:: Problem to work on ::
Count the lines in the listing below that contain the string "soil", and reply with only the number.

:: Records for processing ::
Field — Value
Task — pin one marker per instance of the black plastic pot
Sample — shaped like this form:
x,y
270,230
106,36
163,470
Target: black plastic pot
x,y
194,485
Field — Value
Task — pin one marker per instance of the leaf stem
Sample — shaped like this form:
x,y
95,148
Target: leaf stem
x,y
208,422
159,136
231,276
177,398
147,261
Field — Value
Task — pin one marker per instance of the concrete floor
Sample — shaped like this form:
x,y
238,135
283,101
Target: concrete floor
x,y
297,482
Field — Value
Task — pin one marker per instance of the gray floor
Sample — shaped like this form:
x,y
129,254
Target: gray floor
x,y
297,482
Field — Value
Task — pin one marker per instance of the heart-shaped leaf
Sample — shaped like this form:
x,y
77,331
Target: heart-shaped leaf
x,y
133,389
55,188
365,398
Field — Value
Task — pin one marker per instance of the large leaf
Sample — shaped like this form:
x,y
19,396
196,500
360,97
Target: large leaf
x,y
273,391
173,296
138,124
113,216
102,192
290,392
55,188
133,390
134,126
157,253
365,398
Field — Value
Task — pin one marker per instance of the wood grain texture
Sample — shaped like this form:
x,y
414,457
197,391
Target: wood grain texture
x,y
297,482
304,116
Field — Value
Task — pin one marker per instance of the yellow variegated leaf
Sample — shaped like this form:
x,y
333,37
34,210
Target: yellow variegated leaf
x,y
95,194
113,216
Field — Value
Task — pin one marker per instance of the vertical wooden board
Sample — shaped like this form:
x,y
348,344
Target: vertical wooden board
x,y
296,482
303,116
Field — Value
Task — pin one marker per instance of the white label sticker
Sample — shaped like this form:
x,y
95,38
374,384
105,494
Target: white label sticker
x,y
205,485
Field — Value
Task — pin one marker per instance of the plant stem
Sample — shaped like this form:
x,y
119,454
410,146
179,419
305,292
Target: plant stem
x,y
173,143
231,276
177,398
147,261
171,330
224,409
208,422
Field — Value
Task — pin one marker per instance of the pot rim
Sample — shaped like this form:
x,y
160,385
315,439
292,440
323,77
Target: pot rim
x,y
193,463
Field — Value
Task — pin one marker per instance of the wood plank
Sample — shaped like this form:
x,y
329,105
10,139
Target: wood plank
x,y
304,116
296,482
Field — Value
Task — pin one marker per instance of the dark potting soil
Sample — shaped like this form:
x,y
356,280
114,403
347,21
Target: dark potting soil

:: Correct answer ::
2